• [Directions for this task]:
Copy the records below line for line, without changing any character.
== Provided material ==
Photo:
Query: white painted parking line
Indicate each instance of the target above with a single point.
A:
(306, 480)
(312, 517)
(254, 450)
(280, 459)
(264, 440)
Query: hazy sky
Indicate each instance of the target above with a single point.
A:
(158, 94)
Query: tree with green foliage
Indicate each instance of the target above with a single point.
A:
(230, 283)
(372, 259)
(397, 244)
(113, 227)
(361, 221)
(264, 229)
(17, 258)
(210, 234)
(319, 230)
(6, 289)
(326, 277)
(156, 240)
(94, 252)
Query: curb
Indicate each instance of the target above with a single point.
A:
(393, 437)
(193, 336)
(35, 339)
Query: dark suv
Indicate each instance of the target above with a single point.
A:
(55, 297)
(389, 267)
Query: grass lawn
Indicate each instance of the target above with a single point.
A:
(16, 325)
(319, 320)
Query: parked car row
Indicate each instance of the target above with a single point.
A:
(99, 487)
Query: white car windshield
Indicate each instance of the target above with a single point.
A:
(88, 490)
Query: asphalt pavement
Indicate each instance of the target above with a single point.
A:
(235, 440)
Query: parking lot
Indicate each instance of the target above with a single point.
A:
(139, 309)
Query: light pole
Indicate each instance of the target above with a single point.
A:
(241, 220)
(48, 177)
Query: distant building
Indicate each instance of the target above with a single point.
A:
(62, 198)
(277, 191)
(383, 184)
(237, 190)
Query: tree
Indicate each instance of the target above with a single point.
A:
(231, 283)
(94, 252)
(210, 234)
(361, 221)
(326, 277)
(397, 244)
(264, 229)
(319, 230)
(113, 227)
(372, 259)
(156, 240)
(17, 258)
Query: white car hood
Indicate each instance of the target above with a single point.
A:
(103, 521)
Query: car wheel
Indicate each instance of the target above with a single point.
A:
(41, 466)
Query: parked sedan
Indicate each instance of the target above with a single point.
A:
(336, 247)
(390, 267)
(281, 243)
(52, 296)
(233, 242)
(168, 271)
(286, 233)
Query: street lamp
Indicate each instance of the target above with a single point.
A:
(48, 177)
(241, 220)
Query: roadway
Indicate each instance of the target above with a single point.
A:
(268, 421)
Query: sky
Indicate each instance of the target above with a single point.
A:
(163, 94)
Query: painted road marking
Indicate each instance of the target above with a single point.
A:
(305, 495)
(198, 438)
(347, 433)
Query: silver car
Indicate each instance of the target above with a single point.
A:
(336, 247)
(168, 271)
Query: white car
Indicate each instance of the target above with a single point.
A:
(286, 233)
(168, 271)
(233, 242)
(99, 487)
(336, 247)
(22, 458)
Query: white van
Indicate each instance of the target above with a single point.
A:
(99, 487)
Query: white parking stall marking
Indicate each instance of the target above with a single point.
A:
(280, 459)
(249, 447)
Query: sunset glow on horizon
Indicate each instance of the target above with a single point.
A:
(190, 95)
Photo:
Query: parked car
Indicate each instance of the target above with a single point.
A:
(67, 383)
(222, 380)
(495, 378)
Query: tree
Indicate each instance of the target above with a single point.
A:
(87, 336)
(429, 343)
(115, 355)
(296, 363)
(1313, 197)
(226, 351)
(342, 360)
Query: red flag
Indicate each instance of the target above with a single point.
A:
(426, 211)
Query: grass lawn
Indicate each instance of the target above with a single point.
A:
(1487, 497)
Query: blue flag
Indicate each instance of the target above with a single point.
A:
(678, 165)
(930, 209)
===
• [Exercise answer]:
Photo:
Query: white painted parking line
Indicate each instance of the target above with a single point.
A:
(306, 480)
(312, 517)
(254, 450)
(280, 459)
(264, 440)
Query: hazy sky
Indicate each instance of the target above with a single point.
A:
(158, 94)
Query: tree with green foliage
Indicate each instance of the target above with a single point.
A:
(230, 283)
(372, 259)
(397, 244)
(113, 227)
(361, 221)
(264, 229)
(17, 258)
(210, 234)
(319, 230)
(6, 289)
(326, 277)
(156, 240)
(94, 252)
Query: curb
Indicate each instance of the target above with a single point.
A:
(393, 437)
(193, 336)
(35, 339)
Query: dark suv
Indicate each instance of the target above with a single point.
A:
(55, 297)
(389, 267)
Query: grass lawn
Indicate each instance of the target above with a single point.
A:
(16, 325)
(319, 320)
Query: parked car row
Indicate each instance of the target above with a single point.
A:
(99, 487)
Query: white car windshield
Indicate each instance of the target above with a single point.
A:
(88, 490)
Query: asphalt pavement
Indicate each instance of the target above with a single point.
A:
(235, 440)
Query: parking lot
Indicate each instance of the target above with a single point.
A:
(139, 309)
Query: light pole
Indicate each instance of the target above with a single point.
A:
(241, 220)
(48, 177)
Query: distant building
Indicate each instance of the target above with a single point.
A:
(62, 198)
(277, 191)
(383, 184)
(237, 190)
Query: tree
Indicate each instance of the target above with a single point.
A:
(231, 283)
(94, 252)
(210, 234)
(361, 221)
(326, 277)
(397, 244)
(264, 229)
(319, 230)
(113, 227)
(372, 259)
(156, 240)
(17, 258)
Query: white car hood
Indicate each instance of the target above with a single point.
A:
(103, 521)
Query: car wheel
Indicate each instance of the target above with a single point.
A:
(41, 466)
Query: parked sedan
Indicate each instance of the target above with a single point.
A:
(336, 247)
(390, 267)
(281, 243)
(52, 296)
(233, 242)
(168, 271)
(286, 233)
Query: street lamp
Indicate each instance of the target above with a single point.
A:
(48, 177)
(241, 220)
Query: roadway
Indicate each instance of the target above with a single point.
A:
(268, 421)
Query: sky
Indicate each instance of the target above with a single point.
A:
(163, 94)
Query: painted road marking
Indicate each instance of the target above with a single point.
A:
(305, 495)
(198, 438)
(347, 433)
Query: silver car
Indicate each instance of the target above with a single point.
A:
(336, 247)
(168, 271)
Query: white car
Indicate each instance of the target above with a single point.
A:
(286, 233)
(168, 271)
(233, 242)
(99, 487)
(336, 247)
(22, 458)
Query: white van
Indicate each instance of the target above with a single point.
A:
(99, 487)
Query: white parking stall marking
Indicate each instance of the target above with a single point.
A:
(280, 459)
(249, 447)
Query: sunset glow on horizon
Indicate each instance of the target above with a single point.
A:
(190, 95)
Photo:
Query: parked car
Indicate each instance of the target above with a single point.
A:
(67, 383)
(222, 380)
(495, 378)
Query: tree
Indicate each instance of the target above with a single point.
A:
(87, 336)
(429, 343)
(115, 355)
(296, 363)
(1313, 197)
(226, 351)
(342, 360)
Query: red flag
Indicate each instance of the target above with a single point.
A:
(426, 211)
Query: grass lawn
Indicate each instance of the target above with a single point.
A:
(1487, 497)
Query: blue flag
Indicate each instance of the target above with a single point.
A:
(678, 165)
(930, 209)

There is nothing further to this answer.